TEMPO.CO, Jakarta - Hasil Rapat Dewan Gubernur Bank Indonesia (BI) memutuskan kenaikan suku bunga acuan BI-7 day reverse repo rate sebesar 25 basis poin menjadi 3,75 persen pada Selasa kemarin, 23 Juli 2022. Kenaikan suku bunga acuan ini menjadi yang pertama kalinya setelah 18 bulan berturut-turut tertahan di level 3,5 persen sejak 18 Februari 2021.
Gubernur BI Perry Warjiyo menjelaskan, keputusan kenaikan suku bunga acuan itu sebagai langkah awal untuk memitigasi risiko peningkatan inflasi inti dan ekspektasi inflasi. Meningkatnya inflasi ini disebabkan kenaikan harga Bahan Bakar Minyak (BBM) nonsubsidi dan inflasi harga pangan bergejolak atau volatile food di saat gejolak harga energi dan pangan global terjadi.
Selain itu, kebijakan menaikkan suku bunga acuan juga ditujukan untuk memperkuat kebijakan stabilisasi nilai tukar rupiah agar sejalan dengan nilai fundamentalnya. Ini kata dia akibat masih tingginya ketidakpastian pasar keuangan global, meskipun pertumbuhan ekonomi Indonesia semakin kuat di level sebelum adanya Pandemi Covid-19.
"Keputusan kenaikan suku bunga tersebut sebagai langkah pre-emptive dan forward looking untuk memitigasi risiko peningkatan inflasi inti dan ekspektasi inflasi," kata Perry saat membacakan hasil rapat dewan gubernur BI pada Selasa lalu.

MATERI BELAJAR
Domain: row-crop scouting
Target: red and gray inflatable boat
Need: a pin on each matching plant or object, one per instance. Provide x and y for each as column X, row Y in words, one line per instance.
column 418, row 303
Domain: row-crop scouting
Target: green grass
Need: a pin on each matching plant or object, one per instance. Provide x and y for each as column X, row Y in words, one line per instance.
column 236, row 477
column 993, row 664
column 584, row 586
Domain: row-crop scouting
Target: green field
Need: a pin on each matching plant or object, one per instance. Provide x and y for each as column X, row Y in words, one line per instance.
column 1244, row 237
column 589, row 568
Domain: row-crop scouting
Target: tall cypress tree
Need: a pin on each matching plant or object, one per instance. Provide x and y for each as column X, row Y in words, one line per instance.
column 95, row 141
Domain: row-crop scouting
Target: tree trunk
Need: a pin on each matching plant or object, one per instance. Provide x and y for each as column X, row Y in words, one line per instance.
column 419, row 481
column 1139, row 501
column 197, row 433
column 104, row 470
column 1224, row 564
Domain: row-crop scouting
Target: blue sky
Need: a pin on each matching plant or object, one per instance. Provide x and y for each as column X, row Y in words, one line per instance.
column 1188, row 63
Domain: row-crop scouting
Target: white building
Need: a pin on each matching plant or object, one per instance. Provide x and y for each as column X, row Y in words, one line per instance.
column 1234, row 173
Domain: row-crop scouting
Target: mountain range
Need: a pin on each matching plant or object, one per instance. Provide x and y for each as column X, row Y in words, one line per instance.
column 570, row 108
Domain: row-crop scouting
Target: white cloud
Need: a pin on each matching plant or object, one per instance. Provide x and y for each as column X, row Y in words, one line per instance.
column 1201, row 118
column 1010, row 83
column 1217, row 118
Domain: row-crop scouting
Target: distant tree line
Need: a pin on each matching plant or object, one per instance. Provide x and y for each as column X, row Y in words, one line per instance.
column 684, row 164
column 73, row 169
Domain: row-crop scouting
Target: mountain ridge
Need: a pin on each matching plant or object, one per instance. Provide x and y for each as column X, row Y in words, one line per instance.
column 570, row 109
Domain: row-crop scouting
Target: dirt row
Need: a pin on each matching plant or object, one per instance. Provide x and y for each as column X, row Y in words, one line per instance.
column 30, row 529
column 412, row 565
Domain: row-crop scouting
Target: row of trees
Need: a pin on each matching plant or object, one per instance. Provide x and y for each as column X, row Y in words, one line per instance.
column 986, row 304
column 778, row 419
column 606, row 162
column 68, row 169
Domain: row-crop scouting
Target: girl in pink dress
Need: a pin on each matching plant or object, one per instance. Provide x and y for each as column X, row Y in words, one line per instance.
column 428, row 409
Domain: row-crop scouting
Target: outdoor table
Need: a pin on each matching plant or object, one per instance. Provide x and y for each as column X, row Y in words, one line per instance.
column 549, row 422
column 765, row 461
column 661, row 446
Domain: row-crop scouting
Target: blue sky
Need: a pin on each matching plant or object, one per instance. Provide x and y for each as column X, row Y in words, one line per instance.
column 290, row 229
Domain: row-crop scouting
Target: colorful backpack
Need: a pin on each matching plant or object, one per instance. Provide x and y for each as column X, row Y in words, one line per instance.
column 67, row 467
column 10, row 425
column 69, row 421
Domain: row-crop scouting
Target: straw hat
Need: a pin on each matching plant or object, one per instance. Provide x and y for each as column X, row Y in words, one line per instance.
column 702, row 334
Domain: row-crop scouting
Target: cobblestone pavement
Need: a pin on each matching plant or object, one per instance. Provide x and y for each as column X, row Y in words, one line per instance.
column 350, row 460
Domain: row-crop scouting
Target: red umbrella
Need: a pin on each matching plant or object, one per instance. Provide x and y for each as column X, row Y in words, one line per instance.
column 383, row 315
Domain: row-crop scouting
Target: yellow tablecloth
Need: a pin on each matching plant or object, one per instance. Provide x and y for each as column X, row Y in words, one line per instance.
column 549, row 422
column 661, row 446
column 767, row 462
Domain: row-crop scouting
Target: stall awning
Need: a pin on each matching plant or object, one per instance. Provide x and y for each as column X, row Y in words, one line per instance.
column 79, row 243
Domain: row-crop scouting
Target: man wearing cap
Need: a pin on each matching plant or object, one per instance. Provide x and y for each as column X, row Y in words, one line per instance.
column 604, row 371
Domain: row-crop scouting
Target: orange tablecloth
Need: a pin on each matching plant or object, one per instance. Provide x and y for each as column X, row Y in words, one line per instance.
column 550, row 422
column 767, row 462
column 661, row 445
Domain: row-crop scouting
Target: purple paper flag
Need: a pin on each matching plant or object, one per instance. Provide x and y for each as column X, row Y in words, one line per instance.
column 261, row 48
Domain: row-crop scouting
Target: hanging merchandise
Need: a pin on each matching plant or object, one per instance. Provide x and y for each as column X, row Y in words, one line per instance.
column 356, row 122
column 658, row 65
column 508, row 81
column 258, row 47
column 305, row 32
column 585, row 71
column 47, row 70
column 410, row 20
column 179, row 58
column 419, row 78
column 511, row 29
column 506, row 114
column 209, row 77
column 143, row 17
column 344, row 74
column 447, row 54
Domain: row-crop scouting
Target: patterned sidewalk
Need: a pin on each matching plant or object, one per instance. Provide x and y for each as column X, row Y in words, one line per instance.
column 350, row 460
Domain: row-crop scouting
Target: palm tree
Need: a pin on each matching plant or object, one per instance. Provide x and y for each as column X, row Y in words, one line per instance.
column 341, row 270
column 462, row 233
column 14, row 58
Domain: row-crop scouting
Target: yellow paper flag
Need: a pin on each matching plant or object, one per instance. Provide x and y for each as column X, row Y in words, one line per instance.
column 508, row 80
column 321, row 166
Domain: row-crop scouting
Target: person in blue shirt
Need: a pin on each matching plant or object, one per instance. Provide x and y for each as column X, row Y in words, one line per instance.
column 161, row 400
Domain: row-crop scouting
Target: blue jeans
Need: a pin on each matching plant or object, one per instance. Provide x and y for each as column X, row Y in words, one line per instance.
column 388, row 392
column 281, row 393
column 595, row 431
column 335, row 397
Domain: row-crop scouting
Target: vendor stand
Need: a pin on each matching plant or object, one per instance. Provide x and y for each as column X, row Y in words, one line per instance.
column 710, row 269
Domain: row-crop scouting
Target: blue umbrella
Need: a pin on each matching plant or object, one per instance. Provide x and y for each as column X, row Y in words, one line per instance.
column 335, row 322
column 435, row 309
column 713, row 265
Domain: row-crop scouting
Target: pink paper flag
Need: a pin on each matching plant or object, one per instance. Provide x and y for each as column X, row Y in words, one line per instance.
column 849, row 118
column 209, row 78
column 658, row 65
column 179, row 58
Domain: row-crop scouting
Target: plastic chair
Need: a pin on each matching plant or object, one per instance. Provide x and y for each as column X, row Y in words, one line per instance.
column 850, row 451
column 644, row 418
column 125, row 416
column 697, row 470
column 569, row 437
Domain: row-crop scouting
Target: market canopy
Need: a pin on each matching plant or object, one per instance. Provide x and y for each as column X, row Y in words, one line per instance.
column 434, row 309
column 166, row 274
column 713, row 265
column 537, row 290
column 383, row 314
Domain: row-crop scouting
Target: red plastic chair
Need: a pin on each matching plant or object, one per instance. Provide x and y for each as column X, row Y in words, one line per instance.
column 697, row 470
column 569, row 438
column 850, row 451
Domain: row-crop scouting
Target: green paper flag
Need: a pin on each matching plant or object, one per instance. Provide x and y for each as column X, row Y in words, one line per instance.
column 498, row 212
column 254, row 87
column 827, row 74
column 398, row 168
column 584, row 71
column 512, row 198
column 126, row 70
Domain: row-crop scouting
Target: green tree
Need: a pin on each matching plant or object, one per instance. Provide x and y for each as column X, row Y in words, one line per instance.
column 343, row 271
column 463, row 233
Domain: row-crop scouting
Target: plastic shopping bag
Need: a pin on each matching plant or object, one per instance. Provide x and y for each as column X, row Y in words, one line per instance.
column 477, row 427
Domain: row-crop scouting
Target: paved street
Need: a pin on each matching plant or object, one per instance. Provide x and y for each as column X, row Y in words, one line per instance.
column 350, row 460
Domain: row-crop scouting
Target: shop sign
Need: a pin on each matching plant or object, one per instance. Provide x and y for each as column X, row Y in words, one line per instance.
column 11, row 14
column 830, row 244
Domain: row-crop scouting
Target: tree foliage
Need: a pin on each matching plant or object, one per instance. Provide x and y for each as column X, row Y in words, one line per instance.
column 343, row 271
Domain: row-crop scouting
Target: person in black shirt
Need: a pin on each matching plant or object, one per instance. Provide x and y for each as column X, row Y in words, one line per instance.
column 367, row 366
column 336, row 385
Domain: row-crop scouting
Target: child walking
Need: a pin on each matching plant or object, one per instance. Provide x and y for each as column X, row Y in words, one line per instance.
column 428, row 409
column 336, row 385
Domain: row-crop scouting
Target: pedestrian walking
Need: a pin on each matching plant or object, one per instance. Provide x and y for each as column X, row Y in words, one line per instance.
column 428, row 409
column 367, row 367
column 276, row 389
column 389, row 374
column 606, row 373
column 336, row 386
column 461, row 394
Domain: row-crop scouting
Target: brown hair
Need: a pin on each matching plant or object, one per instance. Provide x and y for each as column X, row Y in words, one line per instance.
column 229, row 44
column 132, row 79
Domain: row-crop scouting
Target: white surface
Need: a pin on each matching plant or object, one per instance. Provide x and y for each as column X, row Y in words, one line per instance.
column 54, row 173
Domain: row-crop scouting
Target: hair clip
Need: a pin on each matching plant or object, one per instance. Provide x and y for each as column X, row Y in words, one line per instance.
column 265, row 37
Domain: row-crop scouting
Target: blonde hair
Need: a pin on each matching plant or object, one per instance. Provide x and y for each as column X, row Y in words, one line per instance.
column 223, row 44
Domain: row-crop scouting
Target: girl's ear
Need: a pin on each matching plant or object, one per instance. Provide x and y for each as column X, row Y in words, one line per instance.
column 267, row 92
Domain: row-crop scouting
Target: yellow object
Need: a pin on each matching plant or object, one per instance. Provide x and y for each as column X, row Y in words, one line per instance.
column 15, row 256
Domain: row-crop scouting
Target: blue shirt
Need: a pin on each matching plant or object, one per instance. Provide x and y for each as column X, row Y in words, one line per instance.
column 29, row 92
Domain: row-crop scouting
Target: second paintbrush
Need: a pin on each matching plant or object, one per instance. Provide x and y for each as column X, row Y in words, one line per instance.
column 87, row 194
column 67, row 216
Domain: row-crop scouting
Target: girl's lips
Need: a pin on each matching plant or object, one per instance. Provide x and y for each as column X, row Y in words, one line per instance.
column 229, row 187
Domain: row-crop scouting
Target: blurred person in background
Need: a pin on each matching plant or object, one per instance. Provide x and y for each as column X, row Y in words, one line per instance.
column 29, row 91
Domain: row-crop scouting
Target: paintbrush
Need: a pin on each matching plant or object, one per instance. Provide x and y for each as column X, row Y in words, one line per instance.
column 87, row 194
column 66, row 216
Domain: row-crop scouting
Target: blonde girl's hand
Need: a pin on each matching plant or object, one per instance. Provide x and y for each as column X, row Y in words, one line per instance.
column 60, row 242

KETENTUAN SOAL
Tolong salin tanpa perubahan bagian teks tentang kenaikan suku bunga acuan BI yang dimulai dengan kata-kata yang memuat "Gubernur BI Perry" dan diakhiri dengan "pangan global terjadi.".

JAWABAN TERTULIS
Gubernur BI Perry Warjiyo menjelaskan, keputusan kenaikan suku bunga acuan itu sebagai langkah awal untuk memitigasi risiko peningkatan inflasi inti dan ekspektasi inflasi. Meningkatnya inflasi ini disebabkan kenaikan harga Bahan Bakar Minyak (BBM) nonsubsidi dan inflasi harga pangan bergejolak atau volatile food di saat gejolak harga energi dan pangan global terjadi.